**PROBLEM DESCRIPTION**: Count how many lines of the data include the string "slope", then say that number and stop.

**GIVEN RECORDS**:
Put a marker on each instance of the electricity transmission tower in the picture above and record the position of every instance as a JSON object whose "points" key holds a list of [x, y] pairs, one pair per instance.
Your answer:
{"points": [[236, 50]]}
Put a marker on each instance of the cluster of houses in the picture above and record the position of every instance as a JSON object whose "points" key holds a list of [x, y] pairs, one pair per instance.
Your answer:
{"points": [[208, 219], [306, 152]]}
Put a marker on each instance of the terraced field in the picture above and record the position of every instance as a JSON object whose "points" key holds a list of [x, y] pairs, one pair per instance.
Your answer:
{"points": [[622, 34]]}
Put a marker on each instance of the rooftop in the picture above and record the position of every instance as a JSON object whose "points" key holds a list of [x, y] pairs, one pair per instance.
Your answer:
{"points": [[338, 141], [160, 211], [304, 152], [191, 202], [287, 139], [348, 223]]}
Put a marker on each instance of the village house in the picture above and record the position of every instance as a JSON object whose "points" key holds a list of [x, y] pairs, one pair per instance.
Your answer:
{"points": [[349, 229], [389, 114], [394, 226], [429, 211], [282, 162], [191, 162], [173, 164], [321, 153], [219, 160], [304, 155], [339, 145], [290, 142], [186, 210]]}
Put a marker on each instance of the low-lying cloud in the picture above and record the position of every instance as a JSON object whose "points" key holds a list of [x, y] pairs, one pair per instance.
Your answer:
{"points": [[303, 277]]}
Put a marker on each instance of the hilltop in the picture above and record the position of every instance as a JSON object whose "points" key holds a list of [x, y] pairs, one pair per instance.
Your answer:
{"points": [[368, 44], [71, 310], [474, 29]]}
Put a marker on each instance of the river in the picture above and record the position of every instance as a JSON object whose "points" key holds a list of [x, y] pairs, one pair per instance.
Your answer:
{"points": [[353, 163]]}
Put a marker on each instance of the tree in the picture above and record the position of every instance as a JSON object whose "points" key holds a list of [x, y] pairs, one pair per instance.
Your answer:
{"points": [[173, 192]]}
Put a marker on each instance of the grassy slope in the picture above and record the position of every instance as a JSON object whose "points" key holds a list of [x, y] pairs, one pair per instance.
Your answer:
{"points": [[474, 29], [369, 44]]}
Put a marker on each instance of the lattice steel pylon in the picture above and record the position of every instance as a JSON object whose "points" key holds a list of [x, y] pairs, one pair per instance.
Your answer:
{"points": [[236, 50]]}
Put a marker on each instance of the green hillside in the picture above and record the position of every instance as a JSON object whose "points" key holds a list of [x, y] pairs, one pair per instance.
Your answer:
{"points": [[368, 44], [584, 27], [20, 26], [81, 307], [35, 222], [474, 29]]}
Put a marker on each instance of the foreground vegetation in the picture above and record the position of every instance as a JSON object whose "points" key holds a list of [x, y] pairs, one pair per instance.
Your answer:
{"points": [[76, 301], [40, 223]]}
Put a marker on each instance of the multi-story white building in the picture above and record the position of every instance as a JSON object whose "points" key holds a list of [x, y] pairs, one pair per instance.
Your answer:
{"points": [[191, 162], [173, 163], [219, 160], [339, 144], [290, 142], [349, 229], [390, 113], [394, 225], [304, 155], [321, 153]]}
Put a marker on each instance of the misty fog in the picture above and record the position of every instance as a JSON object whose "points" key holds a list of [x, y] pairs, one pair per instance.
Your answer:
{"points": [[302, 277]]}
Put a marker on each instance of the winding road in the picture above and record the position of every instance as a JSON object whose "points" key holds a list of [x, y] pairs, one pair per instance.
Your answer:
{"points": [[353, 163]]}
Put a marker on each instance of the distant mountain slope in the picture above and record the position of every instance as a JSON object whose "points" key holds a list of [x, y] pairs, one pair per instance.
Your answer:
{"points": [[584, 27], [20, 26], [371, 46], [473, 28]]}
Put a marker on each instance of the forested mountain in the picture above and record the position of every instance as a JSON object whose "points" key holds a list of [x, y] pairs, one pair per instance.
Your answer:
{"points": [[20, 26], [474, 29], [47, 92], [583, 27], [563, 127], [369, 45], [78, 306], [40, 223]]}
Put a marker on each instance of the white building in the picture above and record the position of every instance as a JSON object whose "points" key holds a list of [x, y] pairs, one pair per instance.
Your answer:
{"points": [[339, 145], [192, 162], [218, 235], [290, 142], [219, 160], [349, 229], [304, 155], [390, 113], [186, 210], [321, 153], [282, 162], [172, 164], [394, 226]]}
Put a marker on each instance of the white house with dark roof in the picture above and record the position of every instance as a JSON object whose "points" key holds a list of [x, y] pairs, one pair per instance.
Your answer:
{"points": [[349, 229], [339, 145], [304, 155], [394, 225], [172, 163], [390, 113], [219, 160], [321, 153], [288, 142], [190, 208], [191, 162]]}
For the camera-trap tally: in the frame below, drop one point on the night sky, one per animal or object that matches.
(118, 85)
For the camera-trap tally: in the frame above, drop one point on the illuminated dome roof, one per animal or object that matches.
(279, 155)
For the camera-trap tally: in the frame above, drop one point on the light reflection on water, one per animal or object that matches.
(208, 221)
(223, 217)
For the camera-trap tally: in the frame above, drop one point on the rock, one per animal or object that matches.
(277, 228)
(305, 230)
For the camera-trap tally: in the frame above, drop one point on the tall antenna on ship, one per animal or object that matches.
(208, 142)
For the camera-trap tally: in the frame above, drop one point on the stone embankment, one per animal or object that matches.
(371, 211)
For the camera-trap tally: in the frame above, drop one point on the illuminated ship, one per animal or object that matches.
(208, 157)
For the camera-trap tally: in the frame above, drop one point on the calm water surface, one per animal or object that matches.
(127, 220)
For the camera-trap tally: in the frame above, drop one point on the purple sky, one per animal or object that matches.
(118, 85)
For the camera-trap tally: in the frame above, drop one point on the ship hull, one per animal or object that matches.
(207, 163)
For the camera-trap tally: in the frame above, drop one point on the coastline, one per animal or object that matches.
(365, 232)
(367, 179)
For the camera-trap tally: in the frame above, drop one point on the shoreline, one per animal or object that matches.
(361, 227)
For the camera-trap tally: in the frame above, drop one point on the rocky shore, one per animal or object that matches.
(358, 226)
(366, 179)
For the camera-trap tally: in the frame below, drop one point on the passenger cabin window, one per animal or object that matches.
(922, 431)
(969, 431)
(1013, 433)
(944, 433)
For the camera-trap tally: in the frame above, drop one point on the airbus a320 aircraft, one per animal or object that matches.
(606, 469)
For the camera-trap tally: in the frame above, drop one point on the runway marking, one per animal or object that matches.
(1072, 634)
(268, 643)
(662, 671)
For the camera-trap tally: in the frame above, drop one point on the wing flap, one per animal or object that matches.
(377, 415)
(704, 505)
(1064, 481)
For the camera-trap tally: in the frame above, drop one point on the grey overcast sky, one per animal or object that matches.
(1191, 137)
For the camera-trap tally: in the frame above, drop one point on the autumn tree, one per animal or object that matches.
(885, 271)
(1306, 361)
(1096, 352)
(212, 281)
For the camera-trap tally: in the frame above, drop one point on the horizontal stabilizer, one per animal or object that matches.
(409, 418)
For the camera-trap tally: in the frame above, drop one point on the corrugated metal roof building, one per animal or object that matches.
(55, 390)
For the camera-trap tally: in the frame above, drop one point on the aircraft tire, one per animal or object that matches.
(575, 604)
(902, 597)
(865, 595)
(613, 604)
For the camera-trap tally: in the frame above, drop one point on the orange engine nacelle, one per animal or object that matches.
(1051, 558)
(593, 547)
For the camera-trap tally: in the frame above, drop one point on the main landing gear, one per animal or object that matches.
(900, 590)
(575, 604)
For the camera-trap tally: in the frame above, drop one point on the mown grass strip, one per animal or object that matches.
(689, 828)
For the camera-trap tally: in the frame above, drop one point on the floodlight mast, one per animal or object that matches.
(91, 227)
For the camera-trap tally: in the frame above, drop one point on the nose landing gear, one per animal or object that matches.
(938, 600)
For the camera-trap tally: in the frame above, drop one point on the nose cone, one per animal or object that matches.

**RESPONSE TO THIS EXERCISE**: 2